▶ _Stated exercise_
Copy the rows below word for word, starting at the line that contains "Given the photograph above, the pointer locates the silver" and ending with the last of the rows. Leave the pictures out of your answer.

▶ _Provided records_
━━━━━━━━

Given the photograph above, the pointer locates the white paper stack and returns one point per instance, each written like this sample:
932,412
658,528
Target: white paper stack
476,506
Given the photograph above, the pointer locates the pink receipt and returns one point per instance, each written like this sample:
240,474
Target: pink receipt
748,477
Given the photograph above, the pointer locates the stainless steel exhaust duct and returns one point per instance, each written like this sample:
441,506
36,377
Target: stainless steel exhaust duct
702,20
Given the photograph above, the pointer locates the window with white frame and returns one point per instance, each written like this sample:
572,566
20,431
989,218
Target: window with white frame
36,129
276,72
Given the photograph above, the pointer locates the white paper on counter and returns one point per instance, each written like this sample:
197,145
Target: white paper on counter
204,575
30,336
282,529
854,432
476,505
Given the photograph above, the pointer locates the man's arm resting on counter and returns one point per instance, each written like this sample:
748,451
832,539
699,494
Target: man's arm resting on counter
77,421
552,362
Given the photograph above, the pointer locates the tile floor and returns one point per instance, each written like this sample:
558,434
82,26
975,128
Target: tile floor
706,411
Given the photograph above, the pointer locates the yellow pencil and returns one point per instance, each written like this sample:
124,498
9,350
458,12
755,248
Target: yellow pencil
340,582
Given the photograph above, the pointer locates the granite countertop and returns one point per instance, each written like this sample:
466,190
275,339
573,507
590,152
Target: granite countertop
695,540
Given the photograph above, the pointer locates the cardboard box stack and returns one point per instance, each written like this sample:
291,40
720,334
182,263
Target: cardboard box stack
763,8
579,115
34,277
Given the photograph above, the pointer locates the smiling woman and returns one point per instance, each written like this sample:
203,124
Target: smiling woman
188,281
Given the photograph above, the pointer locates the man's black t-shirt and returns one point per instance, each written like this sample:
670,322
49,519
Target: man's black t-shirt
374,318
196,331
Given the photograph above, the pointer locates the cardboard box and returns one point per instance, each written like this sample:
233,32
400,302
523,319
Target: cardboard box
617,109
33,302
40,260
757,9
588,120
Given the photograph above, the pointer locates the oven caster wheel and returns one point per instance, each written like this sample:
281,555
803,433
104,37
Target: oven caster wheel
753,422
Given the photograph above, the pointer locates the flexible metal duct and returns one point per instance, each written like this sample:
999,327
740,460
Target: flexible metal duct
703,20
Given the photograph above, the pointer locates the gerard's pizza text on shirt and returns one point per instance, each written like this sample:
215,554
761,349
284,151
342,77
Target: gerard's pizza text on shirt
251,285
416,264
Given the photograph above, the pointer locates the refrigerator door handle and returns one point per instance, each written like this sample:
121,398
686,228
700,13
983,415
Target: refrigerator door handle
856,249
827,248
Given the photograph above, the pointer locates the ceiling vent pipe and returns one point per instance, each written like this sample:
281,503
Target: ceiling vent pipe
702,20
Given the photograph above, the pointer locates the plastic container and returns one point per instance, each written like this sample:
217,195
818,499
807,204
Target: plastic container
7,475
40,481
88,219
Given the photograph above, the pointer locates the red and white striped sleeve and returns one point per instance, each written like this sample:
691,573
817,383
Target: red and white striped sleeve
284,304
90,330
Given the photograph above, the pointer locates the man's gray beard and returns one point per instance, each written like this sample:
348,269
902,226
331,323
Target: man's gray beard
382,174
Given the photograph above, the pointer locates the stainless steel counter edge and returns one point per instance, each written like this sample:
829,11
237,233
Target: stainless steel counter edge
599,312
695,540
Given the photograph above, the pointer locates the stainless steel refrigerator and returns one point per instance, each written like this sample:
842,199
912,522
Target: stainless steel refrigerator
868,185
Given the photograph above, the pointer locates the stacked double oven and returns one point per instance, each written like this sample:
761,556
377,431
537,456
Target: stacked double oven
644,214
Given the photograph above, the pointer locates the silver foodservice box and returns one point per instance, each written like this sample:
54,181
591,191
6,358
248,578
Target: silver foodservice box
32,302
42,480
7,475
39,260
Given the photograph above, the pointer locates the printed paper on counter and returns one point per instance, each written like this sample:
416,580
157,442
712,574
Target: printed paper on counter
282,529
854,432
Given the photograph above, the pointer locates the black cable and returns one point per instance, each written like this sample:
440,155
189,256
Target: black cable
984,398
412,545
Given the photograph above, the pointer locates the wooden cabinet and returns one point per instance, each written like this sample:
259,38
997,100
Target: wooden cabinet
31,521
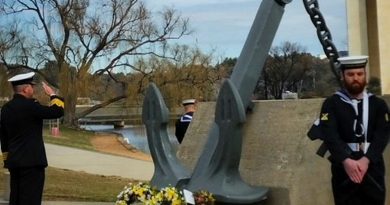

━━━━━━━━

▶ _Finished task_
Given the photograph above, the pointer locates the silver foodservice box and returns one point per instance, each written like this sample:
54,181
591,191
6,358
248,578
Target: silver foodservice box
32,302
42,480
7,475
39,260
Given the photograph above, the pointer locates the printed paper on counter and returns one point per instance, each written like this sample:
416,580
157,442
712,574
Target: printed paper on counter
282,529
854,432
Given the photograph above, the pointer locates the black cable and returns one point per instance, each written like this sample:
440,155
189,256
Target: black cable
984,398
412,545
Given the photograph above, the pointer locates the wooden cabinet and returns one point per instance, each written like this sample:
259,38
997,100
Target: wooden cabinet
31,521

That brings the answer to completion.